--- Start The records ---

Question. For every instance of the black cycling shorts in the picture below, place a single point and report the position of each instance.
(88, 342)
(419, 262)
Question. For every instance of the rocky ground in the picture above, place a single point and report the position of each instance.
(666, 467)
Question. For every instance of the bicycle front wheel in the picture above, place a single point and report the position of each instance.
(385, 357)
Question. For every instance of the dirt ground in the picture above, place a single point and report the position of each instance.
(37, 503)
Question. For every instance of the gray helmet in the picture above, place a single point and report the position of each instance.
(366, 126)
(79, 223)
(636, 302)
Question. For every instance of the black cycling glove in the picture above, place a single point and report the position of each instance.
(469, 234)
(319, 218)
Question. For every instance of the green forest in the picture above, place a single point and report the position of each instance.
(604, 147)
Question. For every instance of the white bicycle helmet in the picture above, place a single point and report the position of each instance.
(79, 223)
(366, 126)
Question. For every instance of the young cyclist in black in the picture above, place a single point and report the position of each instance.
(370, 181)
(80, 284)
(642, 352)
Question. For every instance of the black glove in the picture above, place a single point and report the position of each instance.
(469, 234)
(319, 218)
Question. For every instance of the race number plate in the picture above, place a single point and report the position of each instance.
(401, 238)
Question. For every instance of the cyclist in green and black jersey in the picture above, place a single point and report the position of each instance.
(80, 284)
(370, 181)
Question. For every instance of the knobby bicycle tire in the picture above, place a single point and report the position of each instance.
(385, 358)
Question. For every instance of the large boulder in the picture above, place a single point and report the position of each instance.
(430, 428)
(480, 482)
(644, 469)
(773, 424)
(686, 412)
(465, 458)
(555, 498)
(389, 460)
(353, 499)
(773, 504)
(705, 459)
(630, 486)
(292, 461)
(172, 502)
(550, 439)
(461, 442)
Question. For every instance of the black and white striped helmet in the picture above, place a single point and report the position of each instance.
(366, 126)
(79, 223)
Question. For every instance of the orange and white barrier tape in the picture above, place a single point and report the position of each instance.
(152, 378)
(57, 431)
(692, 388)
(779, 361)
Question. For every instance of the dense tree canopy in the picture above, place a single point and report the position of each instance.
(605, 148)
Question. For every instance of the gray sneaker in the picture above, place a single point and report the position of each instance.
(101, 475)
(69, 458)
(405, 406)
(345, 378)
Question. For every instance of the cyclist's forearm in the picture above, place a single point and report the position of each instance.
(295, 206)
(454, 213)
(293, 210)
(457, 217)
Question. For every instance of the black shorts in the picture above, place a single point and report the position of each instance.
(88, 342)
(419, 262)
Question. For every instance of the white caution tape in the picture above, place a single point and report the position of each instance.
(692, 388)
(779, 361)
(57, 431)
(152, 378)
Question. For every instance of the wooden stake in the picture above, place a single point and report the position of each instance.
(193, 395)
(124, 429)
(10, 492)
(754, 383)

--- End The records ---

What this task involves:
Replace every "place a single point" in the items above with "put one dot", and leave everything else as it is.

Solved exercise:
Question. For every instance of the black cycling shorts in the picture below, put one dot and report the position of each instance.
(88, 342)
(419, 262)
Question. For every instance of the rocky ground in the picture above, put one dot and report the position of each instance.
(666, 467)
Question. For every instance of the bicycle front wheel in the picture above, put one dot and report the position of each instance.
(385, 357)
Question. For every instance of the dirt ground in the picture above, put one dot and report the position of each instance.
(37, 503)
Question. For every instance of the gray helmet in the picture above, put one dot and report the position of each instance.
(366, 126)
(79, 223)
(636, 302)
Question. For every instance of the black cycling glove in the picture above, put one dot and report the position of each instance.
(469, 234)
(319, 218)
Question. For every instance of the green forest in the picture above, put one dot and report the position of each instance.
(604, 147)
Question. For every instance of the white bicycle helmet in the picture above, put one dot and report the position of each instance.
(79, 223)
(366, 126)
Question. For every instance of the young cyclist in black in the picture above, put one dot and report the position of each instance.
(370, 181)
(80, 284)
(642, 352)
Question. For every instance of the black glove in the picture above, put one dot and report the position of each instance.
(469, 234)
(319, 218)
Question. For every instance of the race number plate in the picture above, put one dot and report the position of each instance.
(401, 238)
Question. For every instance of the cyclist in green and black jersey in the picture above, put one dot and report the position of each instance.
(80, 284)
(370, 181)
Question. For every instance of the knobby bicycle tire in the picture above, put one dot and report the position of each instance.
(385, 358)
Question. For every instance of the large boulder in the picture above, put one dot and report the position of each instance.
(430, 428)
(480, 482)
(644, 469)
(773, 424)
(686, 412)
(465, 458)
(555, 498)
(389, 460)
(353, 499)
(773, 504)
(705, 459)
(630, 486)
(292, 461)
(172, 502)
(550, 439)
(461, 442)
Question. For every instance of the black and white striped helmet in the picture above, put one dot and report the position of each instance.
(366, 126)
(79, 223)
Question. For every instance of the orange and white barrier tape in the picture above, put one dot and report the position of each instance.
(152, 378)
(57, 431)
(692, 388)
(779, 361)
Question. For every instance of the dense tree canopy in the picture above, put one dot and report the position of each instance.
(605, 148)
Question. For every instance of the gray sneaker in the picture above, put one dot and report the position of each instance.
(101, 475)
(69, 458)
(405, 406)
(345, 378)
Question. For every instance of the cyclist's forearm in the picture above, put one dot and report the position of each instance.
(295, 206)
(454, 213)
(293, 210)
(457, 217)
Question. For every instance of the black shorts in the picture above, put one dot and report the position of each instance.
(88, 342)
(419, 262)
Question. For every instance of the white caution tape in the picture above, put one dot and report the position of each instance.
(692, 388)
(779, 361)
(57, 431)
(152, 378)
Question. For every instance of the wooden stake in the picture above, put one dot and report the position of each instance.
(193, 395)
(124, 429)
(10, 492)
(754, 383)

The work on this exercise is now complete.